- Direction
Find each line below that contains the string "vision" and copy those lines out in full.

* begin Raw data *

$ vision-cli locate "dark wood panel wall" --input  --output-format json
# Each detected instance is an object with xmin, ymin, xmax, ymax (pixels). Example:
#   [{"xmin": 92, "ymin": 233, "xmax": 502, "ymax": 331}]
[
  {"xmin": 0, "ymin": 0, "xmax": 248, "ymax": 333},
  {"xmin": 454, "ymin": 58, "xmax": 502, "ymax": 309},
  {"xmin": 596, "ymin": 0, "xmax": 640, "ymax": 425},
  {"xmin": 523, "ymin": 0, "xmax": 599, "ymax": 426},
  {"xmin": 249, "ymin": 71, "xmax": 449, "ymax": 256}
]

* end Raw data *
* begin Raw data *

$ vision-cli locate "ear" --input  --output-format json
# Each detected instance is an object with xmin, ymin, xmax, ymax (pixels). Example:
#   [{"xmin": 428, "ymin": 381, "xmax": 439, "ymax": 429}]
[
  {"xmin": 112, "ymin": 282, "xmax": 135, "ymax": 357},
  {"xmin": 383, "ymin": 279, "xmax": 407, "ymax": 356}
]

* end Raw data *

- Solved problem
$ vision-cli locate "dark wood panel wall" --input  --output-format json
$ vision-cli locate "ear" --input  --output-format json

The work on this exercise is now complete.